> **Task description**
Repeat exactly the lines that run from the one containing "One point belongs on each instance of the wooden plank" to the end of the data, and leave out all others.

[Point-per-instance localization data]
****************
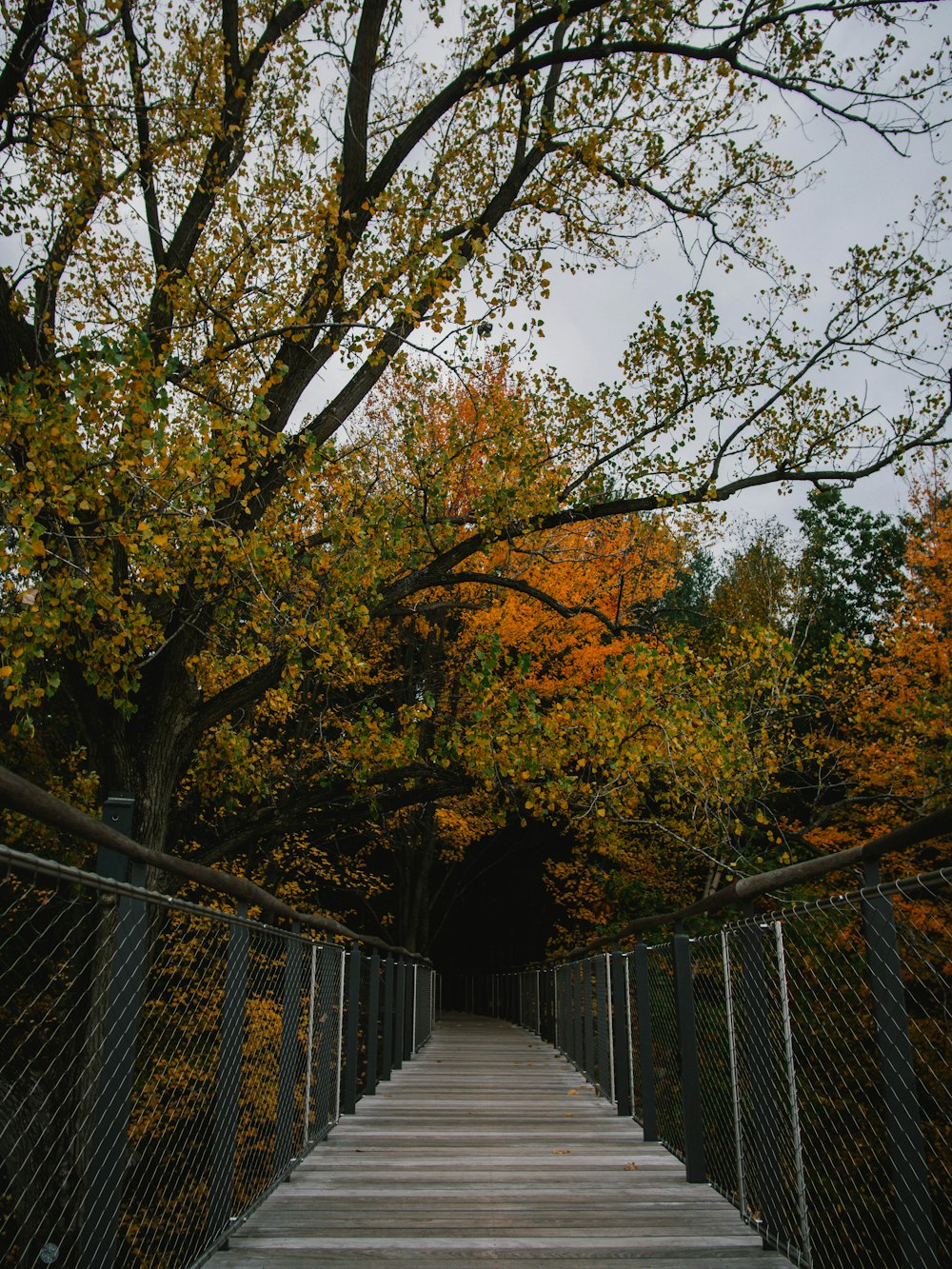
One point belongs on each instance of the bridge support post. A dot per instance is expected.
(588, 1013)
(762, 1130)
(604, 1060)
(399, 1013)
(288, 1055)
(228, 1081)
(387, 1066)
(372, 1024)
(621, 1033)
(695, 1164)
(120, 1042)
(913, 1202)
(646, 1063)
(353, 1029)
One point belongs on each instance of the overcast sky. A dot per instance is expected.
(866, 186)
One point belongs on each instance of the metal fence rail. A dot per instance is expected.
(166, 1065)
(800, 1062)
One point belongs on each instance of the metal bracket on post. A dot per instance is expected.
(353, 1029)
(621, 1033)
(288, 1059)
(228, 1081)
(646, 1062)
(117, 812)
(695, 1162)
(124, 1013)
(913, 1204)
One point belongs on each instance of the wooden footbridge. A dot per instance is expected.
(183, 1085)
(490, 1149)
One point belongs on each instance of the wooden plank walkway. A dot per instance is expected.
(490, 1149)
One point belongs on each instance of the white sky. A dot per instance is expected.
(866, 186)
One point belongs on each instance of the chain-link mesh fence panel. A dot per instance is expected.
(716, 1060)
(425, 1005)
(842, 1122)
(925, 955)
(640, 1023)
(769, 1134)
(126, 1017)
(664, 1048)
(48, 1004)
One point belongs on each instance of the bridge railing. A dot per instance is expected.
****************
> **Response to this task**
One point belongs on each instance of the wooden plank walkway. A dot per instance is expected.
(490, 1149)
One point belongs on each instance of the white sky. A dot per instance is expected.
(866, 186)
One point belongs on each instance of the chain-link mesh fence panel. A dot per instance is expected.
(716, 1060)
(425, 1005)
(842, 1122)
(925, 955)
(640, 1023)
(769, 1134)
(126, 1017)
(664, 1048)
(48, 1004)
One point belongs on each instance of the bridge railing. A dot per instance is expected.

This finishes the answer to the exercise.